Exercise passage:

Consul General visits the Evergreen State
Blog31 August 2021
Consul General Robert O'Driscoll meets with Lt. Governor Denny Heck in Olympia, WA.
Consul General Robert O’Driscoll made his first trip to Seattle since the start of the COVID-19 pandemic over 21 – 24 August for a programme including engagements with the large Irish community in Washington State, political leaders and cultural promotion. John Keane, Ireland’s long-serving Honorary Consul in Seattle supported the Consul General throughout the visit.
The visit kicked off with the opening ceremony of the new Labyrinth at National Nordic Museum in Ballard where Consul General O’Driscoll spoke alongside King County Council Member Jeanne Kohl-Welles and other dignitaries. The Consul General spoke about the Irish connection to the Labyrinth and the historic connections between Ireland and the Nordic countries. What began with the first Viking arrivals in Ireland in 795AD and has developed today into dynamic and modern relationship, built on shared values and the promotion internationally of human rights, gender equality, open economies, innovation and education.
On Sunday the Consul General attended a Community Picnic in Kirkland hosted by the Seattle Irish Heritage Club. Approximately 800,000 people in Washington State identify Irish as their primary heritage. The picnic was a moment of reconnection for members of the community set against the backdrop of Irish music, hurling and football. The Irish Heritage Club are a strategically important partner for the Consulate in the Pacific Northwest and reflecting this the Government of Ireland has provided $60,000 to support the activities of the club and its affiliates in Washington State over the last 4 years.
The following Monday, the Consul General met with the Lieutenant Governor of Washington State, Denny Heck, with an agenda that included economic ties between Ireland and the Evergreen State, the COVID-19 pandemic and building back better and other international issues. Enterprise Ireland, the Government of Ireland’s venture capital arm supporting indigenous Irish businesses, opened a new office in Seattle in 2019. IDA Ireland, the Government of Ireland agency with responsibility for supporting companies scaling internationally into the European Union through Ireland, opened a new office in Seattle earlier this year. In what was a highlight of the trip, the Consul General was gifted a with Gonzaga University baseball cap and in turn gifted the Lieutenant Governor with a Seattle Mariners cap from the 2019 Irish Heritage Night at T-Mobile Park.

Referring-expression pointing data:
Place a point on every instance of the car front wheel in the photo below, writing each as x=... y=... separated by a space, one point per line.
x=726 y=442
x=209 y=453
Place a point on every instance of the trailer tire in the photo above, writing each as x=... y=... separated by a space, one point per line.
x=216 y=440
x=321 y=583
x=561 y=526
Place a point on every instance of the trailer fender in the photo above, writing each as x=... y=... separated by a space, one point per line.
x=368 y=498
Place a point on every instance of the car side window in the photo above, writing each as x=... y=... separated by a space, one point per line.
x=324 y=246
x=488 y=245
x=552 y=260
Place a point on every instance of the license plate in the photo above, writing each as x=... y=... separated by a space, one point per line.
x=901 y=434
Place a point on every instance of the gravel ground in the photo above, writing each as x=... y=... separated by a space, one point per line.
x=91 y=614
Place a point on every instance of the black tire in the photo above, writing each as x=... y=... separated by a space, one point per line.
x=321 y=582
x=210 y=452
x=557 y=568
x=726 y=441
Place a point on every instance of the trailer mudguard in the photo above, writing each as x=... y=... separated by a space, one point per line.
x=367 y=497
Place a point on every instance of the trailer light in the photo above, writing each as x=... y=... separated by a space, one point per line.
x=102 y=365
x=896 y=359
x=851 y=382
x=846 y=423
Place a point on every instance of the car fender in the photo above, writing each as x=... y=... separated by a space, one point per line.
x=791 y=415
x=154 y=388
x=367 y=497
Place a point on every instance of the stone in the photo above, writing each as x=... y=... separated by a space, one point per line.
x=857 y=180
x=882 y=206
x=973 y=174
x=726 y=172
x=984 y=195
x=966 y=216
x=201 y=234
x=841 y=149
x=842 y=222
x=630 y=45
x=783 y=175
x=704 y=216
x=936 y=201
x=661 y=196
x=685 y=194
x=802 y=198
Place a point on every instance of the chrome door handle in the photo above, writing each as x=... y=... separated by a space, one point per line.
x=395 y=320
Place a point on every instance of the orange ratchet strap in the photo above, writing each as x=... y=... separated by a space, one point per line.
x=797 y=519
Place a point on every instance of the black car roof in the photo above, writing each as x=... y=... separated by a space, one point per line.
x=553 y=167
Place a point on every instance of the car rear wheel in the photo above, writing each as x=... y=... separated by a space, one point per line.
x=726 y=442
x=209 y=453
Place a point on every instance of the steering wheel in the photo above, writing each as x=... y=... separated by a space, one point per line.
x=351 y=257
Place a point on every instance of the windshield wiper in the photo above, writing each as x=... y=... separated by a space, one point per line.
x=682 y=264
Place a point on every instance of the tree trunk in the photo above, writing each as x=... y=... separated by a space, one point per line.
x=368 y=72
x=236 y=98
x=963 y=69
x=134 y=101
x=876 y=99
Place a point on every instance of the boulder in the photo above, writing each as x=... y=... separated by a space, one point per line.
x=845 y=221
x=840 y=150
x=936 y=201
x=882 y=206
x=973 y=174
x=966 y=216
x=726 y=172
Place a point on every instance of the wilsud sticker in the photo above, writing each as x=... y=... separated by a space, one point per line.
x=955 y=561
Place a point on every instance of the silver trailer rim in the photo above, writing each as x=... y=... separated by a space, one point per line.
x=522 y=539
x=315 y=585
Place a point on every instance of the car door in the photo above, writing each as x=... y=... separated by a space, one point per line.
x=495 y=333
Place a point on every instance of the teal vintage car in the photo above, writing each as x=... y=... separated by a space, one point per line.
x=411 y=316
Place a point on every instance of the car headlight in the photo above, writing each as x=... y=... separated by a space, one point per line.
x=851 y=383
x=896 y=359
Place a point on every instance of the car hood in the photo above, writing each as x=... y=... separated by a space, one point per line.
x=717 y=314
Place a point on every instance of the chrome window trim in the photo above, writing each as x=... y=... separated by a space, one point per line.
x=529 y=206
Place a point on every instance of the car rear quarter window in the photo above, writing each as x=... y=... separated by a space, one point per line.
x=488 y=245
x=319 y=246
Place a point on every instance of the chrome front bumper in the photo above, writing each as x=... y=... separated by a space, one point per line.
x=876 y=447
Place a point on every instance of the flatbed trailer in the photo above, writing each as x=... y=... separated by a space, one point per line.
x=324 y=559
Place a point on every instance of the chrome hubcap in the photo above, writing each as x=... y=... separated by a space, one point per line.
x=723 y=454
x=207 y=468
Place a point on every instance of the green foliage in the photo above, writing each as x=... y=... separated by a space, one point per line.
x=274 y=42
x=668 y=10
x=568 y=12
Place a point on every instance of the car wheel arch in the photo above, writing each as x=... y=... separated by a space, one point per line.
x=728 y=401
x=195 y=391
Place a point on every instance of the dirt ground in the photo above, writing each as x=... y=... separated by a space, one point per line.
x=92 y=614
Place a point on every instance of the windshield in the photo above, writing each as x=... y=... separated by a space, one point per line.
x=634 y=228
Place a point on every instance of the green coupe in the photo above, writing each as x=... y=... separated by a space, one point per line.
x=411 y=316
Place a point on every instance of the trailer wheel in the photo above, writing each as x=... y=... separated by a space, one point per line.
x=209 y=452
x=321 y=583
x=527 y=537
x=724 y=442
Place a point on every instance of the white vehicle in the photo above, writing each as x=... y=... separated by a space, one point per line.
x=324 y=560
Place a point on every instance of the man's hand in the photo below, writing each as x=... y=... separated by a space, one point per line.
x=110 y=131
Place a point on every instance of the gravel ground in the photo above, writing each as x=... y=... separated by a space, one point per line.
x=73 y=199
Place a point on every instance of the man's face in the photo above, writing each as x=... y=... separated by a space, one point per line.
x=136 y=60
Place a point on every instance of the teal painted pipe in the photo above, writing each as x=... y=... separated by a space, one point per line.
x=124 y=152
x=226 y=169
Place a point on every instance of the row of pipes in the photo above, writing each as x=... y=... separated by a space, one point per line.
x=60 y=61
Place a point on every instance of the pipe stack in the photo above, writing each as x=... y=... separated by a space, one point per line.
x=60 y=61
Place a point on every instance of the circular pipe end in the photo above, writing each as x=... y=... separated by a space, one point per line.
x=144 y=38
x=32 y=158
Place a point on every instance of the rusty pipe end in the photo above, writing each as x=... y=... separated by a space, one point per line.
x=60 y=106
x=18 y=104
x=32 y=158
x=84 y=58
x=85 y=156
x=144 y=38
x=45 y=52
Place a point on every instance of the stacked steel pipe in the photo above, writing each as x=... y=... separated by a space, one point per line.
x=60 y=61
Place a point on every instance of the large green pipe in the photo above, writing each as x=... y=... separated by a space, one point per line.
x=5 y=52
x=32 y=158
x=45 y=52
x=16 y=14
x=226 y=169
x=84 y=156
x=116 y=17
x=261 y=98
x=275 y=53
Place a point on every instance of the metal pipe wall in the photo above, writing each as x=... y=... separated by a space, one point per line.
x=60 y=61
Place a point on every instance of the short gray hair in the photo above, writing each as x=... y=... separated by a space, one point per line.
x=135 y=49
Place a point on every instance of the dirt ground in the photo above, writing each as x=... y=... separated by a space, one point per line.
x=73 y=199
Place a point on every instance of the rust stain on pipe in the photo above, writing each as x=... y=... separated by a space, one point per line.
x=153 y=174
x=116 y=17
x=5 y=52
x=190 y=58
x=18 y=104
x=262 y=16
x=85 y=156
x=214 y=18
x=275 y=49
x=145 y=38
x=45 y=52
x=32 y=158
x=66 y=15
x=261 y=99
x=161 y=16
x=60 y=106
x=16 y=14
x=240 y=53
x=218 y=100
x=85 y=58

Questions to answer:
**a.** Decide whether each statement below agrees with the blog post, answering yes or no and quoting the deciding words of the blog post exactly: (i) Enterprise Ireland opened its Seattle office in 2019. (ii) The Community Picnic hosted by the Seattle Irish Heritage Club took place in Ballard. (iii) The Government of Ireland has provided $60,000 over the last 4 years to support the club and its affiliates.
**b.** Print the part of the blog post that opens with the words containing "Consul General visits" and closes with "throughout the visit.".
**c.** Answer these questions from the blog post, one per line:
(i) Who supported the Consul General throughout the visit?
(ii) Where was the new Labyrinth whose opening ceremony began the visit?
(iii) About how many people in Washington State identify Irish as their primary heritage?
The listing has no role in this work.

Results:
**a.**
(i) Yes: "opened a new office in Seattle in 2019"
(ii) No: "a Community Picnic in Kirkland hosted by the Seattle Irish Heritage Club"
(iii) Yes: "the Government of Ireland has provided $60,000 to support the activities of the club and its affiliates in Washington State over the last 4 years"

**b.**
Consul General visits the Evergreen State
Blog31 August 2021
Consul General Robert O'Driscoll meets with Lt. Governor Denny Heck in Olympia, WA.
Consul General Robert O’Driscoll made his first trip to Seattle since the start of the COVID-19 pandemic over 21 – 24 August for a programme including engagements with the large Irish community in Washington State, political leaders and cultural promotion. John Keane, Ireland’s long-serving Honorary Consul in Seattle supported the Consul General throughout the visit.

**c.**
(i) John Keane, Ireland's long-serving Honorary Consul in Seattle
(ii) At National Nordic Museum in Ballard
(iii) Approximately 800,000